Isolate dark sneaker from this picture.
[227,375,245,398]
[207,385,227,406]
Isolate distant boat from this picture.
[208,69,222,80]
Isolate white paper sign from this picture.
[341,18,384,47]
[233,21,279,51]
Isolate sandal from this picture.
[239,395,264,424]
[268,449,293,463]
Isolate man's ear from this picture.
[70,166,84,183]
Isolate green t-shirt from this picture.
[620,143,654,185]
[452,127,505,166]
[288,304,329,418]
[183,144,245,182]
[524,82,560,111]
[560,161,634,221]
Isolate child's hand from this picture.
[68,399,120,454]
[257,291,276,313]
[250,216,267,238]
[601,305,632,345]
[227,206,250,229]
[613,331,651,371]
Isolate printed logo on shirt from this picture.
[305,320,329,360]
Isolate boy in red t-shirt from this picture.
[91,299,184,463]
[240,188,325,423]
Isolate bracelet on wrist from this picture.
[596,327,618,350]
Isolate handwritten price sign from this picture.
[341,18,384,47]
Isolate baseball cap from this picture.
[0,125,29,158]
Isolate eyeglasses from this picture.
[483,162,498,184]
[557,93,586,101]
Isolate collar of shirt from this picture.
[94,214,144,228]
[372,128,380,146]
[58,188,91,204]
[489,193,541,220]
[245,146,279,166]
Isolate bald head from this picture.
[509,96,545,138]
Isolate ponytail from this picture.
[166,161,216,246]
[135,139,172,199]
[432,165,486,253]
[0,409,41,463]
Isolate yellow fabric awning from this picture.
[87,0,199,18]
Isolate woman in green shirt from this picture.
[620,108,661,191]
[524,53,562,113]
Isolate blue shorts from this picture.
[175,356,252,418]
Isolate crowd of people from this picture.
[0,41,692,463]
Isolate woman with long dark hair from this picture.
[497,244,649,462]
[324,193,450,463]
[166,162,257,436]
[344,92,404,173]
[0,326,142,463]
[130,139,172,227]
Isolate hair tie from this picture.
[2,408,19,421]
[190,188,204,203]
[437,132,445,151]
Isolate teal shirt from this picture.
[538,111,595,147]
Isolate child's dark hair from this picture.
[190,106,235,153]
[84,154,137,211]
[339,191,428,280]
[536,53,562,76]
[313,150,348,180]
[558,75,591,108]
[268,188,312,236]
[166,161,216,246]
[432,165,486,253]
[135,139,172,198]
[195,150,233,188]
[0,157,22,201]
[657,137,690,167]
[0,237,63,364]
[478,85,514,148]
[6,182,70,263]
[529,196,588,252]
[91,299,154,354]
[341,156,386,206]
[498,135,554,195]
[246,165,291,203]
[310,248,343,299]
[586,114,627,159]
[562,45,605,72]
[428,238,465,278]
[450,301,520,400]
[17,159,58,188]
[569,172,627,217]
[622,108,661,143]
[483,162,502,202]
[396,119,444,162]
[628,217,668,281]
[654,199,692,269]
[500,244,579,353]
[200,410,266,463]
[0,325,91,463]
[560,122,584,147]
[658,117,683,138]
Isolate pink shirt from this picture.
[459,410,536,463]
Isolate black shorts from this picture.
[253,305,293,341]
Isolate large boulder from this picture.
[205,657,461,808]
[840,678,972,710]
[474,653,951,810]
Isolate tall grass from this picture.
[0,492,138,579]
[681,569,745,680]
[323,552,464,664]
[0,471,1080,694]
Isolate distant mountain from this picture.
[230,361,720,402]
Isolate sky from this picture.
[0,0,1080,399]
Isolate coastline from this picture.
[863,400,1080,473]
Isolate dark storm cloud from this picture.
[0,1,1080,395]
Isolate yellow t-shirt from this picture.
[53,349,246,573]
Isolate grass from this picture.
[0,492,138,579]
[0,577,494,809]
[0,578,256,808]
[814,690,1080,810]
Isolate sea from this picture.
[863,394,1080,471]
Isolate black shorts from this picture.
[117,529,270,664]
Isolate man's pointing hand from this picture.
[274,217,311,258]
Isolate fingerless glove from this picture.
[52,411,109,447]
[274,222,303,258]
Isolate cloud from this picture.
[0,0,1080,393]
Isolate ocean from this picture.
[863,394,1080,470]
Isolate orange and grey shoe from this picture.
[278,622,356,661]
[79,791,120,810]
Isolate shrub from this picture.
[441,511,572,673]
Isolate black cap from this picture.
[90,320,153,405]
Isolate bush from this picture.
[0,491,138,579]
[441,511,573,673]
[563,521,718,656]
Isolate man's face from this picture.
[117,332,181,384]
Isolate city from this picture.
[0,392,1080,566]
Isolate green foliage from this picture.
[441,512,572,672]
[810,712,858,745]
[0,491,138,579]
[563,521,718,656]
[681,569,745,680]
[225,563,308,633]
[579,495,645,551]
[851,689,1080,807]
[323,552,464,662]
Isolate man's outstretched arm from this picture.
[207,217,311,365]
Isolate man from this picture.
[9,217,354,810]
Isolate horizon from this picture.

WORK REQUIRED - Output every line of the data above verbatim, without any changes or omissions.

ANSWER FOR THE TASK -
Isolate dark sneaker from this picture.
[227,375,245,398]
[207,385,227,406]
Isolate distant boat from this picture.
[208,69,222,80]
Isolate white paper sign from this picture.
[341,18,384,47]
[233,21,279,51]
Isolate sandal from this picture.
[239,395,264,424]
[268,449,293,463]
Isolate man's ear from this picture.
[70,166,84,183]
Isolate green t-shirt from this picture.
[620,143,654,185]
[452,127,505,166]
[288,304,329,418]
[183,144,245,182]
[524,82,560,111]
[560,161,634,221]
Isolate child's hand from this picture.
[68,399,120,454]
[257,291,276,313]
[250,216,267,238]
[601,305,632,345]
[227,206,250,229]
[613,331,651,371]
Isolate printed logo on shirt from this picture.
[305,320,329,360]
Isolate boy in red t-shirt from this picture.
[91,299,184,463]
[240,188,325,423]
Isolate bracelet on wrist from this picture.
[596,327,618,350]
Isolate handwritten price sign from this picture.
[341,18,384,47]
Isolate baseball cap from this picture.
[0,125,29,158]
Isolate eyeglasses from this picture.
[483,162,498,184]
[557,93,586,101]
Isolate collar of shirt from this picture.
[94,214,144,228]
[372,128,380,146]
[58,188,91,204]
[489,193,541,220]
[245,146,279,166]
Isolate bald head from this picture.
[509,96,545,138]
Isolate ponytail from this picture.
[166,161,216,246]
[135,139,172,199]
[432,165,486,253]
[0,409,41,463]
Isolate yellow fabric awning from this picture.
[87,0,199,18]
Isolate woman in green shirt from this picture.
[620,108,661,191]
[524,53,562,113]
Isolate blue shorts from this picture.
[175,356,252,418]
Isolate crowd of people from this picture.
[0,41,692,463]
Isolate woman with long dark hair from this picture.
[497,244,649,462]
[324,193,450,463]
[166,162,257,436]
[344,92,404,173]
[0,326,142,463]
[130,139,172,227]
Isolate hair tie from this picture.
[2,408,19,421]
[190,188,204,203]
[437,132,445,151]
Isolate teal shirt from this picture.
[538,111,595,147]
Isolate child's dark hair from this picture.
[190,106,235,153]
[84,154,137,211]
[339,191,428,280]
[536,53,562,76]
[313,150,348,180]
[558,75,591,108]
[268,188,312,236]
[166,161,216,246]
[432,165,486,253]
[135,139,172,198]
[195,150,233,188]
[0,157,22,201]
[657,137,690,167]
[0,237,63,364]
[478,85,514,148]
[6,182,70,263]
[529,196,588,252]
[91,299,154,354]
[341,156,386,206]
[498,135,554,195]
[246,165,291,203]
[310,248,343,299]
[586,114,627,159]
[562,45,605,72]
[428,238,465,278]
[450,301,520,400]
[17,159,58,188]
[569,172,627,217]
[622,108,661,143]
[483,162,502,202]
[396,119,444,162]
[628,217,668,281]
[654,199,692,269]
[500,244,579,353]
[200,410,266,463]
[0,325,91,463]
[560,122,584,147]
[658,117,683,138]
Isolate pink shirt from this picture.
[459,410,536,463]
Isolate black shorts from this picture.
[253,305,293,341]
Isolate large boulder from this picture.
[205,657,461,808]
[840,678,972,710]
[474,653,951,810]
Isolate tall grass from this picture.
[0,492,138,579]
[681,569,745,680]
[323,552,464,664]
[0,471,1080,694]
Isolate distant mountain from this picture.
[230,361,720,402]
Isolate sky from this picture.
[0,0,1080,399]
Isolate coastline from this picture.
[863,400,1080,473]
Isolate dark storm cloud from this picture.
[0,1,1080,395]
Isolate yellow t-shirt from this picture.
[53,349,246,573]
Isolate grass from this picture.
[0,492,138,579]
[0,577,494,809]
[0,578,256,808]
[814,690,1080,810]
Isolate sea from this picture.
[863,394,1080,471]
Isolate black shorts from this picture.
[117,529,270,664]
Isolate man's pointing hand from this picture.
[274,217,311,258]
Isolate fingerless glove from this picture.
[52,411,109,447]
[274,222,303,258]
Isolate cloud from this picture.
[0,0,1080,393]
Isolate ocean from this picture.
[863,394,1080,470]
Isolate orange and grey shoe from this picture.
[278,622,356,661]
[79,791,120,810]
Isolate shrub from this picture.
[441,511,572,673]
Isolate black cap from this picture.
[90,320,153,405]
Isolate bush from this picture.
[0,491,138,579]
[441,511,573,673]
[563,521,718,656]
Isolate man's face from this picture.
[117,332,181,384]
Isolate city from this picture.
[0,392,1080,566]
Isolate green foliage from this picture.
[441,512,572,672]
[810,712,858,745]
[0,491,138,579]
[563,521,718,656]
[681,569,745,680]
[225,563,308,633]
[579,495,645,551]
[851,689,1080,807]
[323,552,464,662]
Isolate man's outstretched arm from this picture.
[207,217,311,365]
Isolate man from this picture.
[9,217,354,810]
Isolate horizon from this picture.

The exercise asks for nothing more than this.